[Problem to work on]
Your reply should hold every entry below exactly as written and none of the pictures.

------ Data supplied

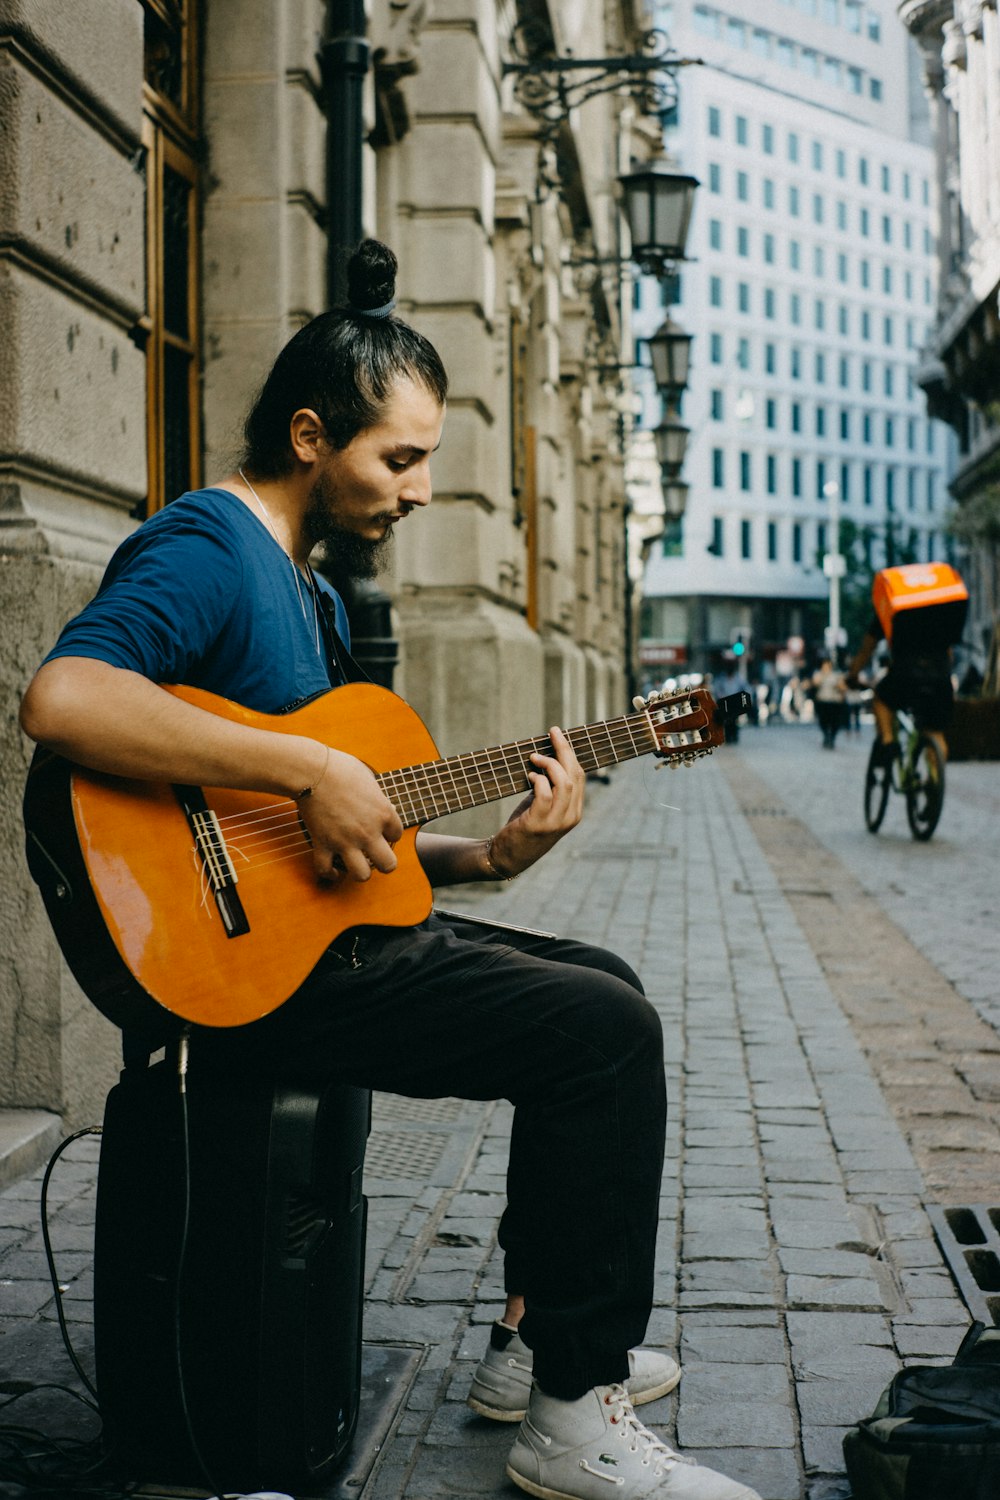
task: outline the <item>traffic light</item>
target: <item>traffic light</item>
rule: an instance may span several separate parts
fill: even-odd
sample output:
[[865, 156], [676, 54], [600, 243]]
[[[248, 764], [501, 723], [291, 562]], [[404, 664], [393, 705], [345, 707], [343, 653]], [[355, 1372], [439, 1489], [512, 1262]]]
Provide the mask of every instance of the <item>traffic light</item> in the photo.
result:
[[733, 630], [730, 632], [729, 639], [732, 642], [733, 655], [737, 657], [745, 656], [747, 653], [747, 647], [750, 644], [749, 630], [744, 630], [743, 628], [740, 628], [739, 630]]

------------

[Result of this task]
task: outline the <item>traffic light</item>
target: <item>traffic light</item>
rule: an instance may span several separate parts
fill: even-odd
sample output:
[[865, 156], [676, 54], [600, 243]]
[[[248, 764], [501, 723], [291, 562]], [[404, 664], [393, 705], [345, 707], [343, 653]], [[355, 1372], [439, 1489], [512, 1262]]]
Provide the mask of every instance of the <item>traffic light</item> in the photo.
result:
[[733, 630], [730, 632], [729, 639], [732, 642], [733, 655], [737, 657], [745, 656], [747, 653], [747, 647], [750, 644], [749, 630], [744, 630], [743, 628], [740, 628], [739, 630]]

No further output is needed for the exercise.